§ Supplied material
......

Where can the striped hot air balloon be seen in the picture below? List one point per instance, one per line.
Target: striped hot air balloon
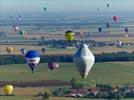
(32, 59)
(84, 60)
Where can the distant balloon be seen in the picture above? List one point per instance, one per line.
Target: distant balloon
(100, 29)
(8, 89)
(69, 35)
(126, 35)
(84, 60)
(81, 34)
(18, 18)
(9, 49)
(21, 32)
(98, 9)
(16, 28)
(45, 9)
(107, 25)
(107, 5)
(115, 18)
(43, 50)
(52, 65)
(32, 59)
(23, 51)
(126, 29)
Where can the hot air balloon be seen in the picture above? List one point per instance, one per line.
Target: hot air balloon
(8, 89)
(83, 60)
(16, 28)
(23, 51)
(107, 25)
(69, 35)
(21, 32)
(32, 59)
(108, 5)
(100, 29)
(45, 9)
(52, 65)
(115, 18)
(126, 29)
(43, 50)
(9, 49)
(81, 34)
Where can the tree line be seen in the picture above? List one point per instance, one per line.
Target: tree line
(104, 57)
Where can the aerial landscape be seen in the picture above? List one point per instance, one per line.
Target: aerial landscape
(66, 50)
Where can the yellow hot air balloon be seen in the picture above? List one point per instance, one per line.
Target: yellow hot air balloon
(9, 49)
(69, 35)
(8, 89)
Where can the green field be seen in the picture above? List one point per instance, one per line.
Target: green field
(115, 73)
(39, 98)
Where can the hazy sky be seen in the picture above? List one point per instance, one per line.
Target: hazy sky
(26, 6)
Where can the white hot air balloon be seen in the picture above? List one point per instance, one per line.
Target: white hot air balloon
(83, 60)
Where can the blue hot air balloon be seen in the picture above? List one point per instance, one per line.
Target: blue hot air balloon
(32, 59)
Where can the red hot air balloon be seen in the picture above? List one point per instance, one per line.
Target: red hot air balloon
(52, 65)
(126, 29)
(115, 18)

......

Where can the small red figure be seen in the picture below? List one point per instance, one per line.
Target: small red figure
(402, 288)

......

§ Given problem
Count how many lines above contain the string "tree", matching case exactly, and reply with only that number.

§ Answer in full
2